Can you rewrite the stretch of records from the line containing "Rules. Find each instance of the gray belly" through the line containing "point(282, 168)", changing "gray belly" to "pale belly" and leaving everything else untouched?
<<<<
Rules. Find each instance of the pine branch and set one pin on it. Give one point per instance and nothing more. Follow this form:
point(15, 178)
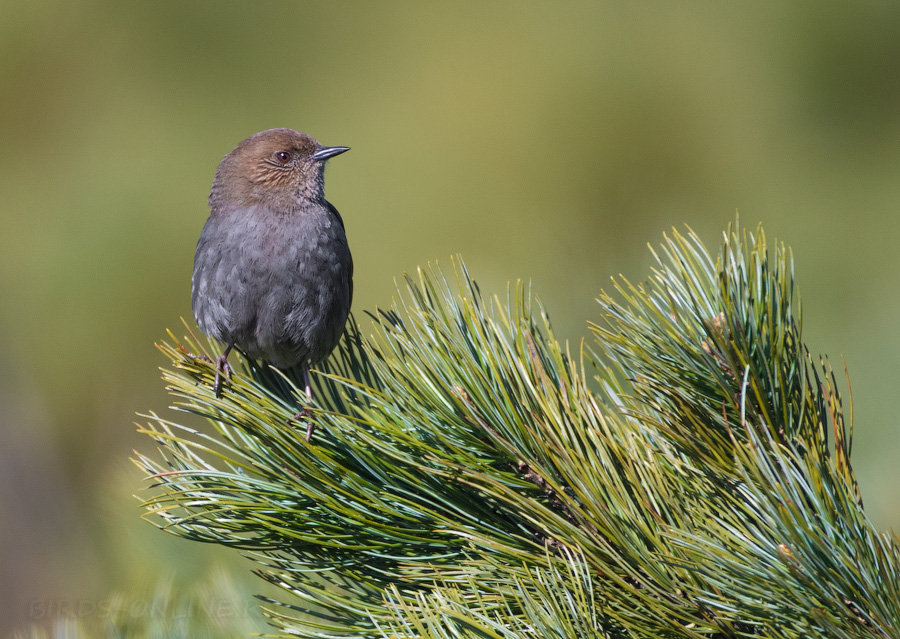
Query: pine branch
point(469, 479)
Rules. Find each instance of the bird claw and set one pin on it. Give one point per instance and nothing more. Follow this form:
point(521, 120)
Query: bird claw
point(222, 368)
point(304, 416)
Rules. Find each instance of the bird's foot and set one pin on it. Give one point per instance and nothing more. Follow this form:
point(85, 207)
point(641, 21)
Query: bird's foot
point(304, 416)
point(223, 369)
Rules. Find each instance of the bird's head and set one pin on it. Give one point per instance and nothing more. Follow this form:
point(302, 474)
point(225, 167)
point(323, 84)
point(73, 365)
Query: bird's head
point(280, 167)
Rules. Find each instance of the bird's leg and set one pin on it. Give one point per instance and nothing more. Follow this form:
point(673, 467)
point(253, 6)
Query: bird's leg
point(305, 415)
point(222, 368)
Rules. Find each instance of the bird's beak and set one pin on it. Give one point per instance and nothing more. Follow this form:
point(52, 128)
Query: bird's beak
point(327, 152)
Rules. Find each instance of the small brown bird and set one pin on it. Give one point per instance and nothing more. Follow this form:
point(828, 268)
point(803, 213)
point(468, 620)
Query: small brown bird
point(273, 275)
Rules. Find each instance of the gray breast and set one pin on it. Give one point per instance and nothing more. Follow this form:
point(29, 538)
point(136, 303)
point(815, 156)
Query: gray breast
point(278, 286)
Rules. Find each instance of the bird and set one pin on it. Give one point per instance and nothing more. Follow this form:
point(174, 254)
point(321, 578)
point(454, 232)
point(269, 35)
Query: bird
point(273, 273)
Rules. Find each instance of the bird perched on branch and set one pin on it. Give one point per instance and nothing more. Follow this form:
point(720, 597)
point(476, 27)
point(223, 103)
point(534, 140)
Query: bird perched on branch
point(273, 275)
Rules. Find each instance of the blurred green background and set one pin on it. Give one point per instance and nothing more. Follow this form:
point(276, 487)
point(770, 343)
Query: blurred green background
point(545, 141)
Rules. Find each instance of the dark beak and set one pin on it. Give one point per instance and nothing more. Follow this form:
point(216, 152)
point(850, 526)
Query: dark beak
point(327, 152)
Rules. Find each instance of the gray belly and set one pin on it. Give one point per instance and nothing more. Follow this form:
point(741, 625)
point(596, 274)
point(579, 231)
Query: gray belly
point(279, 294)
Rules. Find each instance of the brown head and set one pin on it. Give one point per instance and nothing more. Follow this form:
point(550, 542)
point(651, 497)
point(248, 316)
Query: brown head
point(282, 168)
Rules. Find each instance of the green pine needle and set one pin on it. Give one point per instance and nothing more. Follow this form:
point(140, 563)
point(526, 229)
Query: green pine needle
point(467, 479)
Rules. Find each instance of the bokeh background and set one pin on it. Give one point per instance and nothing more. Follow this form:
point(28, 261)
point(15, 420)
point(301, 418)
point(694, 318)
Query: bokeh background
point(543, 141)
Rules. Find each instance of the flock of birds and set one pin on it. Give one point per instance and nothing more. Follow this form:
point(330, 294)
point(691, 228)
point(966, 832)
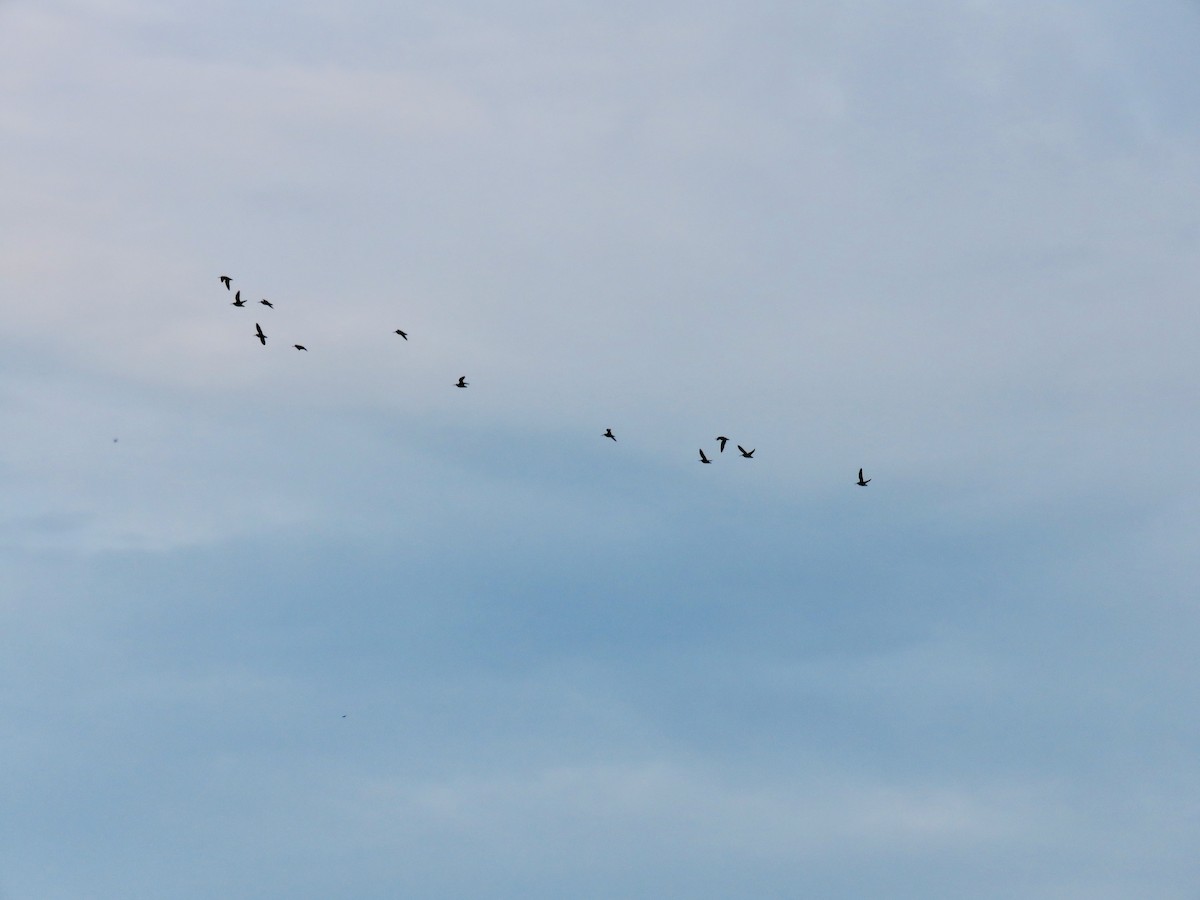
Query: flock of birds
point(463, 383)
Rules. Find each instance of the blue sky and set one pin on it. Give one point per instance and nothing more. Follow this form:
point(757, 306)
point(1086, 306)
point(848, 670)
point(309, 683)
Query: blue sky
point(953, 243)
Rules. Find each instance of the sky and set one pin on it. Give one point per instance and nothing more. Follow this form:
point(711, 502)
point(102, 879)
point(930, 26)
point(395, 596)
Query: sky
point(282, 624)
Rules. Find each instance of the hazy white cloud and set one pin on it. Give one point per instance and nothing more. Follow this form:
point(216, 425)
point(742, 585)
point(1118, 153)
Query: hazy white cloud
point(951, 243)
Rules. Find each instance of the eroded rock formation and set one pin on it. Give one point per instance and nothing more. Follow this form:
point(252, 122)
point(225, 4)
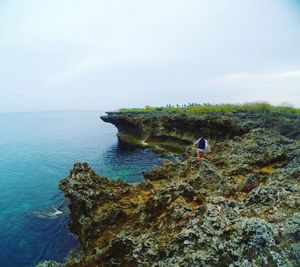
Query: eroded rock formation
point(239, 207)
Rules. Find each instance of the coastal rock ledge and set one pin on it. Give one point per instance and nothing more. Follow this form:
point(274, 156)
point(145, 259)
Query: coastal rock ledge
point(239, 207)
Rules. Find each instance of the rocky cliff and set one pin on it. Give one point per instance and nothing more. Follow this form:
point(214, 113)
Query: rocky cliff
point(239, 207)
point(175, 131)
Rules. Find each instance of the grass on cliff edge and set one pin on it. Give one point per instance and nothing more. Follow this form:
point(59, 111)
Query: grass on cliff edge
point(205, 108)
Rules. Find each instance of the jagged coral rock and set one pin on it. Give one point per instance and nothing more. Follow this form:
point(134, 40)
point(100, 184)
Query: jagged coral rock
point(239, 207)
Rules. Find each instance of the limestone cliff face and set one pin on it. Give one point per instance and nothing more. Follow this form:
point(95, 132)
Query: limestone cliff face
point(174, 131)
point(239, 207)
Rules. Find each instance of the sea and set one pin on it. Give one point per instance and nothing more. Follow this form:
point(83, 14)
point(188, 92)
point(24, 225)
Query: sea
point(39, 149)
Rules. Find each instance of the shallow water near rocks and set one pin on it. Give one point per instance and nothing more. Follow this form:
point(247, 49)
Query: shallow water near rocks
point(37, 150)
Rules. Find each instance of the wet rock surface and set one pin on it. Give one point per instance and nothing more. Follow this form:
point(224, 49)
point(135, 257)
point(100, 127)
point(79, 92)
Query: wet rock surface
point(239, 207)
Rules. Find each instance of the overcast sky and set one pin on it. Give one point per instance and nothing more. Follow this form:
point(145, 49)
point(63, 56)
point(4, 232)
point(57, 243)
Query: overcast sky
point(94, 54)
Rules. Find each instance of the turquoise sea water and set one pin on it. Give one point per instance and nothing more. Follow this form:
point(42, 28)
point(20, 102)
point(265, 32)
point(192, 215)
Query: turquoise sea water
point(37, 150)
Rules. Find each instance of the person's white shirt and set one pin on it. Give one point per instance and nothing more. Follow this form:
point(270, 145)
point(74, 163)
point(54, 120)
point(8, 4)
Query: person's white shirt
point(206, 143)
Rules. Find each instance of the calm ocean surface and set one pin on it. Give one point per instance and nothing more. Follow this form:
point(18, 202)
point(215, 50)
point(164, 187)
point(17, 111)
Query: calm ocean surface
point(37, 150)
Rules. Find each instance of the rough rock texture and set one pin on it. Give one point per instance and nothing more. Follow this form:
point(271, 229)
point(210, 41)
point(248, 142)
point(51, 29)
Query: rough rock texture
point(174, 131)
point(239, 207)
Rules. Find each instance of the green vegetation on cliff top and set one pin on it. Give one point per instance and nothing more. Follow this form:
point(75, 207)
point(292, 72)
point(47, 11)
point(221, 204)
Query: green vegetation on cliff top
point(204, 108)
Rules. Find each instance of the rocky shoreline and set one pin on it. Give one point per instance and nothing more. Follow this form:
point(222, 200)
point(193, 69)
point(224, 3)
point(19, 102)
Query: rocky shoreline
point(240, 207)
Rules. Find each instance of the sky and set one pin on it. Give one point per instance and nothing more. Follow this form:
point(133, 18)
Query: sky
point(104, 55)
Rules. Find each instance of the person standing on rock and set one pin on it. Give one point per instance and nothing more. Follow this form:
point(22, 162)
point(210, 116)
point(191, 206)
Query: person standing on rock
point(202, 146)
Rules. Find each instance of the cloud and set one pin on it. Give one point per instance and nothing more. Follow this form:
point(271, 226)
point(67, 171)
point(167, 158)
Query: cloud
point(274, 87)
>>>>
▶ SOLUTION
Rules. Find each instance of the pale belly and set one pin on it. Give one point per instance and nothing more. Follow this form:
point(741, 625)
point(596, 274)
point(579, 231)
Query: pale belly
point(279, 294)
Rules. Find each instance of the brown head and set one pin on it. Give one point per instance and nothing more. Follow this form:
point(550, 542)
point(651, 497)
point(248, 316)
Query: brown head
point(282, 168)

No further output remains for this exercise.